■ Given data
══════════

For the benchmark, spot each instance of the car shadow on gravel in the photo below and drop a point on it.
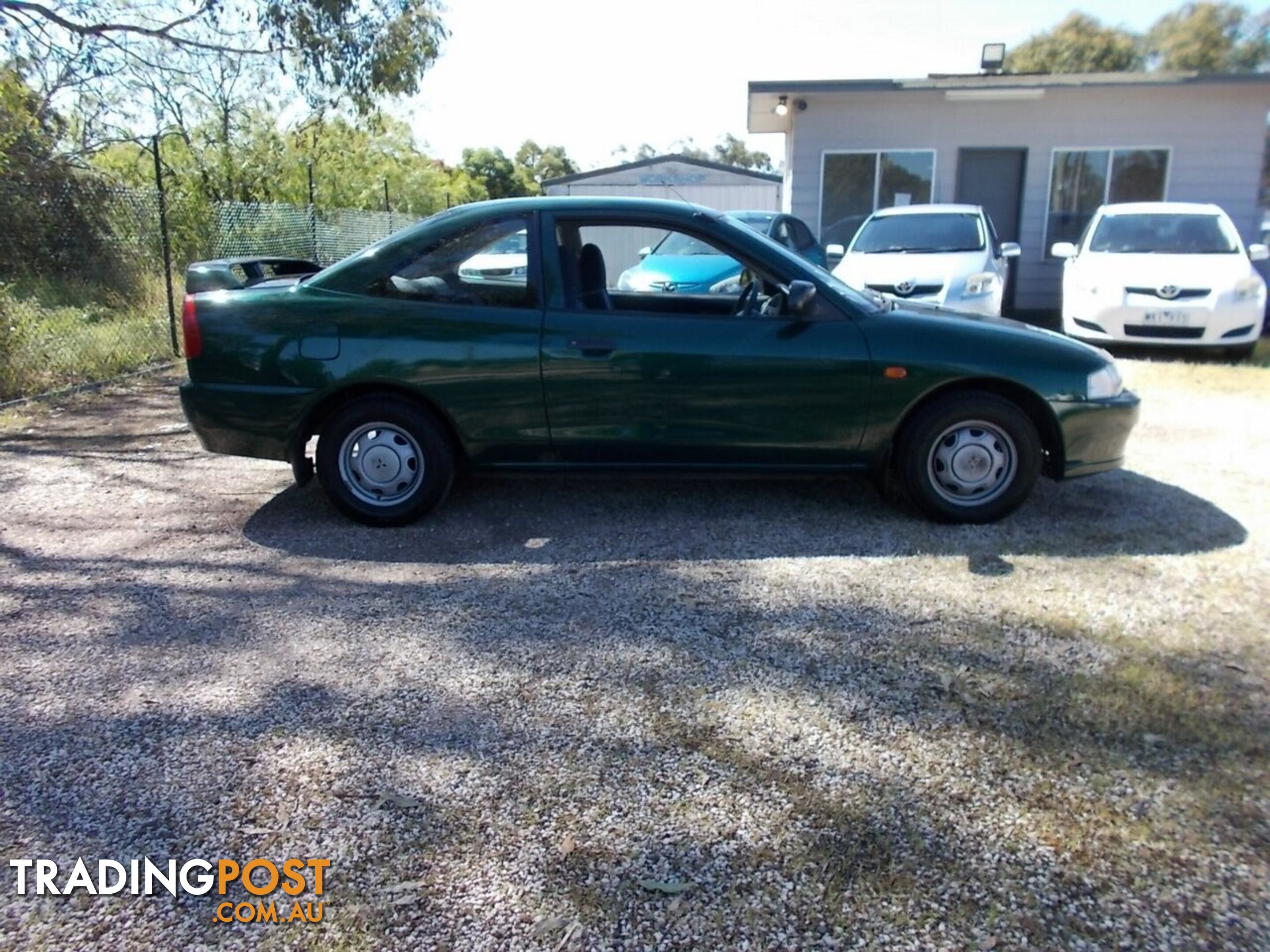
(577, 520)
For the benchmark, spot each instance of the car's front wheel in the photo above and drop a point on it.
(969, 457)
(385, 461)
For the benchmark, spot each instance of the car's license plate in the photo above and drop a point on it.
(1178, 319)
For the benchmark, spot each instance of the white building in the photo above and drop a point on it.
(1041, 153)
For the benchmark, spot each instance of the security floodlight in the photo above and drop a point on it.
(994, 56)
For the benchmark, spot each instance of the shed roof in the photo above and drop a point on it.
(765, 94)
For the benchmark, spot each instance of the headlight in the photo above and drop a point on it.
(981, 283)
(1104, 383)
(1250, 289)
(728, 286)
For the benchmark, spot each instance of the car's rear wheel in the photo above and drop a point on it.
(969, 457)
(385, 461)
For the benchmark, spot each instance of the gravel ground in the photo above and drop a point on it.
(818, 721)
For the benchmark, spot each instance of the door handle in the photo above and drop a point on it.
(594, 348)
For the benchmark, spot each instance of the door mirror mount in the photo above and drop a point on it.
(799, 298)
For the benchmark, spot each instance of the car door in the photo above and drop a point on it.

══════════

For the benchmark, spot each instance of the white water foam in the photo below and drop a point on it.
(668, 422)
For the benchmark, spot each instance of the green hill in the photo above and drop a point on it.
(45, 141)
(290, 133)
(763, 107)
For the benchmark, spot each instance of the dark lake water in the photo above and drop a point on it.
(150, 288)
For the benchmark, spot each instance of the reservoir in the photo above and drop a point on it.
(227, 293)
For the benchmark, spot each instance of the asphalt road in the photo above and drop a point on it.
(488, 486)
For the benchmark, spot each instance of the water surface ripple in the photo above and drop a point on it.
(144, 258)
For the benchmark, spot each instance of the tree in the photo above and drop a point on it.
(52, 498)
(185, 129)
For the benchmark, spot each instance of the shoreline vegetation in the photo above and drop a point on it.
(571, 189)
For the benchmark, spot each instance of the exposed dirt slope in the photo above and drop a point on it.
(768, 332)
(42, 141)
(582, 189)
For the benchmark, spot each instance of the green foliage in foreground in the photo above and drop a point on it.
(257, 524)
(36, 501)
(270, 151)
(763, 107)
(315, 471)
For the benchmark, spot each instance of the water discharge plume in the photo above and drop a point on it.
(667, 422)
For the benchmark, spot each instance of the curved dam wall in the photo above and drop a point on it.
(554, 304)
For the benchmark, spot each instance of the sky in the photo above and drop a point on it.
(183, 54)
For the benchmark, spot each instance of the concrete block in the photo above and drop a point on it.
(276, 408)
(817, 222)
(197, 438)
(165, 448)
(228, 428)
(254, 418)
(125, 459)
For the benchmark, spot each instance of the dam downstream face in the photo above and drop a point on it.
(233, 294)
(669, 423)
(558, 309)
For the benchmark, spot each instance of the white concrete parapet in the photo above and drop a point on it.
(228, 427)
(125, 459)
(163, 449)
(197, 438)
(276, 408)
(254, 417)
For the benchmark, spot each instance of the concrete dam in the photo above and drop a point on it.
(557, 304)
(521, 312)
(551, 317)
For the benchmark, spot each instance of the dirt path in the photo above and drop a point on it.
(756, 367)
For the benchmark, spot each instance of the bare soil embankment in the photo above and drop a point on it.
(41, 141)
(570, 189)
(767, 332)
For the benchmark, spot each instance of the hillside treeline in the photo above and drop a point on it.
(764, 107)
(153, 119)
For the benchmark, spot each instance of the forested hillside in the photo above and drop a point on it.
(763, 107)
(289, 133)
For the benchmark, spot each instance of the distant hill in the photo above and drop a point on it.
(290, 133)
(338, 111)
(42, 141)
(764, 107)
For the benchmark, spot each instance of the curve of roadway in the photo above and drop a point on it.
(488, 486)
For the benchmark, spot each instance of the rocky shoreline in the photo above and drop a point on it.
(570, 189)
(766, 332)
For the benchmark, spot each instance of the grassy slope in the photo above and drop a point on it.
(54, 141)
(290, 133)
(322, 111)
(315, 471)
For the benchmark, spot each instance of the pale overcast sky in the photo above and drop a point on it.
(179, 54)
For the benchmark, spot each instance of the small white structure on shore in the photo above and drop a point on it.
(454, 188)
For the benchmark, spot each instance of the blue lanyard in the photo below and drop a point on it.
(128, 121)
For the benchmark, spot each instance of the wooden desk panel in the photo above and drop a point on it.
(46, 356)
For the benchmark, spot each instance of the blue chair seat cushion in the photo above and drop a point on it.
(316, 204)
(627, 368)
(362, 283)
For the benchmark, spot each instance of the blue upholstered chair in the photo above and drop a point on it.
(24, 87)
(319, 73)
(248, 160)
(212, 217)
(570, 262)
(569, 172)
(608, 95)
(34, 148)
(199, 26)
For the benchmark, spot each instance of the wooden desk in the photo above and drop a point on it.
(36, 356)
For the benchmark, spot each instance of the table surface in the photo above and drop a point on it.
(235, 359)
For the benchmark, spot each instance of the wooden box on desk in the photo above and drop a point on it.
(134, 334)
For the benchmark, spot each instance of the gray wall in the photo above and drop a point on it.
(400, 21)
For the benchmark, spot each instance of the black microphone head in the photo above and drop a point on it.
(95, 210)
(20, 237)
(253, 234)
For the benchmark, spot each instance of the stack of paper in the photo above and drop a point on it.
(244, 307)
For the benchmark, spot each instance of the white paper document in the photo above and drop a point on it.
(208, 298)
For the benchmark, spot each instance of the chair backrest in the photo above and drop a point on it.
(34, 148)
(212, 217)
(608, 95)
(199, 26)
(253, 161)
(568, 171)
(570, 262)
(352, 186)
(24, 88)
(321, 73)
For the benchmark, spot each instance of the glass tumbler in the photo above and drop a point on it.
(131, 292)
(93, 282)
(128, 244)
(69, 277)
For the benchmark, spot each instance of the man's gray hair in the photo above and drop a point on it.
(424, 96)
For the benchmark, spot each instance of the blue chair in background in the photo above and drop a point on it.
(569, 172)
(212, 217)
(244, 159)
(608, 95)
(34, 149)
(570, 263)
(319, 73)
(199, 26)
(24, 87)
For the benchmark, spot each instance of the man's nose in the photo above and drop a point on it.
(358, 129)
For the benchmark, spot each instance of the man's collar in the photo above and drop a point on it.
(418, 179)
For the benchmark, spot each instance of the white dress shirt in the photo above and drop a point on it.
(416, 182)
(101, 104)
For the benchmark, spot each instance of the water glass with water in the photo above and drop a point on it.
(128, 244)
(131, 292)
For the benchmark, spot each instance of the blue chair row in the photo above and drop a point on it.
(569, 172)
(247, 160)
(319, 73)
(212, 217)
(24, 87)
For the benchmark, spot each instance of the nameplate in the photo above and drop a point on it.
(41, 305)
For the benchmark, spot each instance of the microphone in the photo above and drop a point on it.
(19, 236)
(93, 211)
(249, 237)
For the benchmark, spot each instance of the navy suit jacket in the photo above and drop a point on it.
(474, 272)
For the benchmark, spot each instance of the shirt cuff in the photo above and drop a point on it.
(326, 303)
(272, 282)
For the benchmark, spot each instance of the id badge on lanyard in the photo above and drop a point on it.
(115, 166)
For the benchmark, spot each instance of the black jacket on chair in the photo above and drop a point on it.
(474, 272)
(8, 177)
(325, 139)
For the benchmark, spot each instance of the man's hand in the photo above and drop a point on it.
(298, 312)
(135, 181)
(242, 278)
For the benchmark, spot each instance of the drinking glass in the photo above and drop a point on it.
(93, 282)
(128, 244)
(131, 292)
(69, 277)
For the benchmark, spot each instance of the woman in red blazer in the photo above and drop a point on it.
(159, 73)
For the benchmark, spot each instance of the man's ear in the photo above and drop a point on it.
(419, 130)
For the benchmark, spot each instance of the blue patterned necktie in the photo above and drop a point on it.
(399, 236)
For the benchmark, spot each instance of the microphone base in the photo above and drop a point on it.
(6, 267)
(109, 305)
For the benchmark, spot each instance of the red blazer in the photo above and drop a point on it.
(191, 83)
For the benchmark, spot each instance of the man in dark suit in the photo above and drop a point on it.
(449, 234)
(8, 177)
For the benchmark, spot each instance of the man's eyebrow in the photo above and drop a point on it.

══════════

■ Task
Output the lines of the rows above as a numbered list, starting at the line that contains "For the benchmark, spot each instance of the door handle" and ending at the line that contains "For the benchmark, spot each instance of the car door", with both of those lines included and any blank lines omitted.

■ Answer for this exercise
1. For the benchmark, spot each instance of the door handle in the photo above and drop a point on it.
2. (594, 348)
3. For the benchmark, spot each instance of the door mirror mount in the photo above and drop a point on it.
4. (799, 298)
5. For the benchmark, spot each instance of the car door in the photo above and drop a point on it.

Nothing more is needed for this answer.